**What the task asks:** Turn the material below into a Markdown table with two columns, Row and Line. Number each line in order and leave out any blank lines.

□ □ □ □ □

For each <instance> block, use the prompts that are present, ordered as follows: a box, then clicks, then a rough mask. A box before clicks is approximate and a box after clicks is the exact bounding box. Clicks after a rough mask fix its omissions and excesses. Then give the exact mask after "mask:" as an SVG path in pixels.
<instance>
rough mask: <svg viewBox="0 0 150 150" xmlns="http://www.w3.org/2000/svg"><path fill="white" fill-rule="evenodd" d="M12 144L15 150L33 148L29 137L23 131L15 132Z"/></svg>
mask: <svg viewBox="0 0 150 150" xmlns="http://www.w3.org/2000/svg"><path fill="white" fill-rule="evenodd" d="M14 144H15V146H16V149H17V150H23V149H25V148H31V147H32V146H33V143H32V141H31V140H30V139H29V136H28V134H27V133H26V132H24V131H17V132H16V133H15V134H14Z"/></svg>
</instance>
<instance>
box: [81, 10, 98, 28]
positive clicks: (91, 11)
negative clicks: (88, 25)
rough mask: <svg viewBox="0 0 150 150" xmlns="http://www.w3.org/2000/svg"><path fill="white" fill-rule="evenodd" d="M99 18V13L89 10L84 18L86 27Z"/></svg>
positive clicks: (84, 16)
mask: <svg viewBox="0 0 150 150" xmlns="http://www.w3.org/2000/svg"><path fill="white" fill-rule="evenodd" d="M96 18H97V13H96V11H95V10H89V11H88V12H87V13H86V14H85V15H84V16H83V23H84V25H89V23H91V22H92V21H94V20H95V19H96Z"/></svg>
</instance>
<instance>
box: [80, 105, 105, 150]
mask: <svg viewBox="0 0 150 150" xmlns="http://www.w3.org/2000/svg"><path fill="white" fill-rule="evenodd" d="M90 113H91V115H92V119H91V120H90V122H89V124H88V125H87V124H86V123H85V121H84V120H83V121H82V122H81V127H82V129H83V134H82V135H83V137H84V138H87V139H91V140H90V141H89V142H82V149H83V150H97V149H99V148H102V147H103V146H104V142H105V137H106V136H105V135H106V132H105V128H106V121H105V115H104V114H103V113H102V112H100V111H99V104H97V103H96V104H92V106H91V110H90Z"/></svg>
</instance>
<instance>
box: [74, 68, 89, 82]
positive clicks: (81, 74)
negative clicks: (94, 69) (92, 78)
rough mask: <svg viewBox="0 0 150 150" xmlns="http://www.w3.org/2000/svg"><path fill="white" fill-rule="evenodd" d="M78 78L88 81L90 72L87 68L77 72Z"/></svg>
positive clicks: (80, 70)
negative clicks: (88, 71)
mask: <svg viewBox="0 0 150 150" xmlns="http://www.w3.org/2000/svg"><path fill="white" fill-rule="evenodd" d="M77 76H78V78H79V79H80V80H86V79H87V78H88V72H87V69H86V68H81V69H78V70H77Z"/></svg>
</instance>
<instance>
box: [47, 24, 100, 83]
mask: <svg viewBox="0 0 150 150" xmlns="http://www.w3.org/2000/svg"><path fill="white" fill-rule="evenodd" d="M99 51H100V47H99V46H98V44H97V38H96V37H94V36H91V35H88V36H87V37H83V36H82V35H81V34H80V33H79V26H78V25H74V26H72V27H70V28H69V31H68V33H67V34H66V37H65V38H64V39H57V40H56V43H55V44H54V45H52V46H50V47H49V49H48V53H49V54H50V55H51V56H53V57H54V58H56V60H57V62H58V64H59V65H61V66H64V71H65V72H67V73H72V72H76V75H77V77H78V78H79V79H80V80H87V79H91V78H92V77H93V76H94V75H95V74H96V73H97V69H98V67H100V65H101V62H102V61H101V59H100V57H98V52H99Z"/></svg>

□ □ □ □ □

**Your response:**
| Row | Line |
|---|---|
| 1 | For each <instance> block, use the prompts that are present, ordered as follows: a box, then clicks, then a rough mask. A box before clicks is approximate and a box after clicks is the exact bounding box. Clicks after a rough mask fix its omissions and excesses. Then give the exact mask after "mask:" as an SVG path in pixels. |
| 2 | <instance> |
| 3 | rough mask: <svg viewBox="0 0 150 150" xmlns="http://www.w3.org/2000/svg"><path fill="white" fill-rule="evenodd" d="M12 144L15 150L33 148L29 137L23 131L15 132Z"/></svg> |
| 4 | mask: <svg viewBox="0 0 150 150" xmlns="http://www.w3.org/2000/svg"><path fill="white" fill-rule="evenodd" d="M14 144H15V146H16V149H17V150H23V149H25V148H31V147H32V146H33V143H32V141H31V140H30V139H29V136H28V134H27V133H26V132H24V131H17V132H16V133H15V134H14Z"/></svg> |
| 5 | </instance> |
| 6 | <instance> |
| 7 | box: [81, 10, 98, 28] |
| 8 | positive clicks: (91, 11) |
| 9 | negative clicks: (88, 25) |
| 10 | rough mask: <svg viewBox="0 0 150 150" xmlns="http://www.w3.org/2000/svg"><path fill="white" fill-rule="evenodd" d="M99 18V13L89 10L84 18L86 27Z"/></svg> |
| 11 | positive clicks: (84, 16) |
| 12 | mask: <svg viewBox="0 0 150 150" xmlns="http://www.w3.org/2000/svg"><path fill="white" fill-rule="evenodd" d="M96 18H97V13H96V11H95V10H89V11H88V12H87V13H86V14H85V15H84V16H83V23H84V25H89V23H91V22H92V21H94V20H95V19H96Z"/></svg> |
| 13 | </instance> |
| 14 | <instance> |
| 15 | box: [80, 105, 105, 150] |
| 16 | mask: <svg viewBox="0 0 150 150" xmlns="http://www.w3.org/2000/svg"><path fill="white" fill-rule="evenodd" d="M90 113H91V115H92V119H91V120H90V122H89V124H88V125H87V124H86V123H85V121H84V120H83V121H82V122H81V127H82V129H83V134H82V135H83V137H84V138H87V139H91V140H90V141H89V142H82V149H83V150H97V149H99V148H102V147H103V146H104V142H105V137H106V136H105V135H106V132H105V128H106V121H105V115H104V114H103V113H102V112H100V111H99V104H97V103H96V104H92V106H91V110H90Z"/></svg> |
| 17 | </instance> |
| 18 | <instance> |
| 19 | box: [74, 68, 89, 82] |
| 20 | positive clicks: (81, 74) |
| 21 | negative clicks: (94, 69) (92, 78) |
| 22 | rough mask: <svg viewBox="0 0 150 150" xmlns="http://www.w3.org/2000/svg"><path fill="white" fill-rule="evenodd" d="M78 78L88 81L90 72L87 68L77 72Z"/></svg> |
| 23 | positive clicks: (80, 70) |
| 24 | negative clicks: (88, 71) |
| 25 | mask: <svg viewBox="0 0 150 150" xmlns="http://www.w3.org/2000/svg"><path fill="white" fill-rule="evenodd" d="M77 76H78V78H79V79H80V80H86V79H87V78H88V72H87V69H86V68H81V69H78V70H77Z"/></svg> |
| 26 | </instance> |
| 27 | <instance> |
| 28 | box: [47, 24, 100, 83] |
| 29 | mask: <svg viewBox="0 0 150 150" xmlns="http://www.w3.org/2000/svg"><path fill="white" fill-rule="evenodd" d="M99 51H100V47H99V46H98V44H97V38H96V37H94V36H91V35H88V36H87V37H83V36H82V35H81V34H80V33H79V26H78V25H74V26H72V27H70V28H69V31H68V33H67V34H66V37H65V38H64V39H57V40H56V43H55V44H54V45H52V46H50V47H49V49H48V53H49V54H50V55H51V56H53V57H54V58H56V60H57V62H58V64H59V65H61V66H64V71H65V72H67V73H72V72H76V75H77V77H78V78H79V79H80V80H87V79H91V78H92V77H93V76H94V75H95V74H96V73H97V69H98V67H100V65H101V62H102V61H101V59H100V57H98V52H99Z"/></svg> |